Point localization data
=== Section Start ===

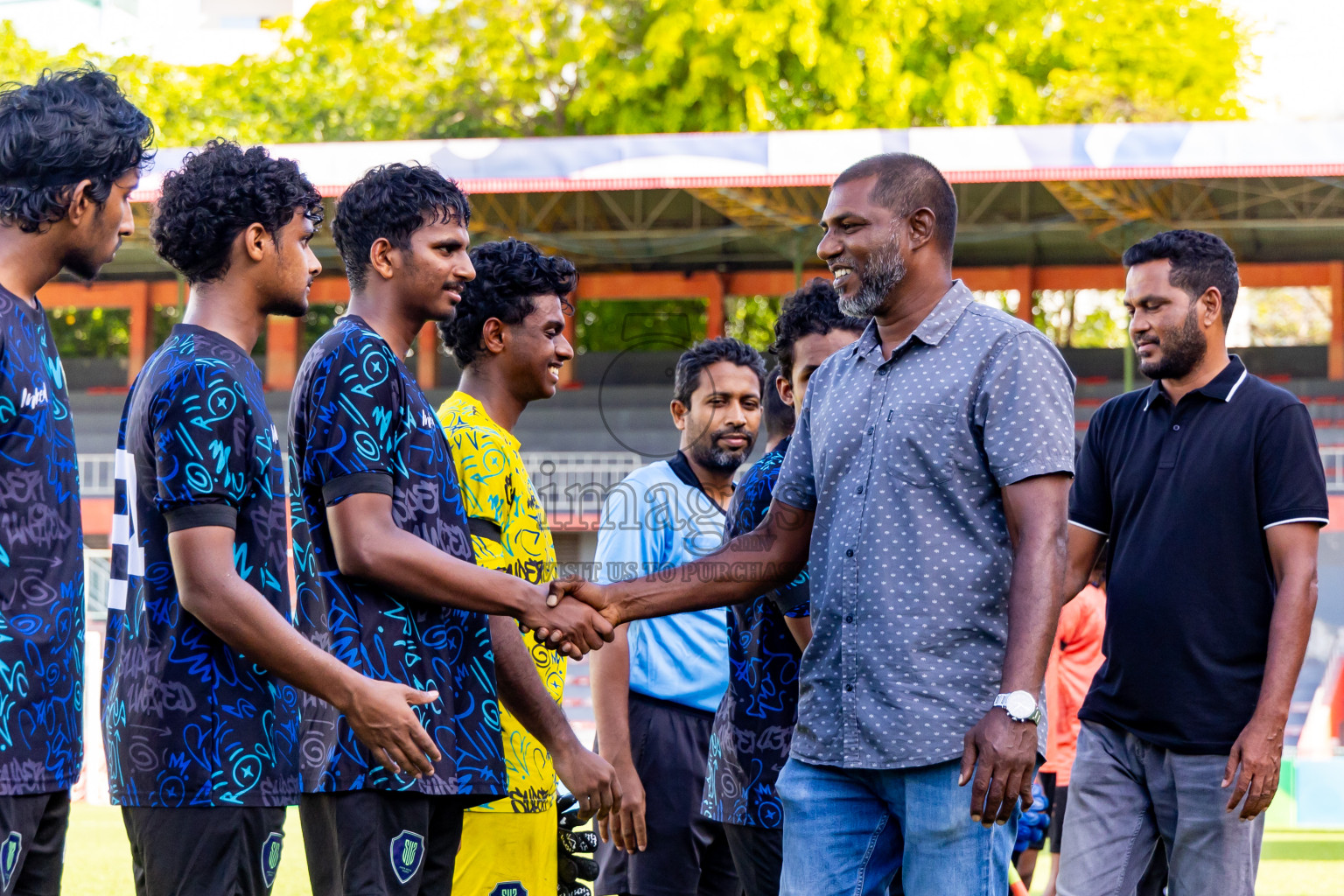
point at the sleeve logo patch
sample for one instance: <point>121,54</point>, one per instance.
<point>10,850</point>
<point>408,853</point>
<point>270,858</point>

=== Section End ===

Action item:
Please copy the data shown above word for word, omitting the pictures.

Written response:
point at the sleeve logo patch
sample for one instance: <point>121,54</point>, one per instance.
<point>10,850</point>
<point>408,853</point>
<point>270,858</point>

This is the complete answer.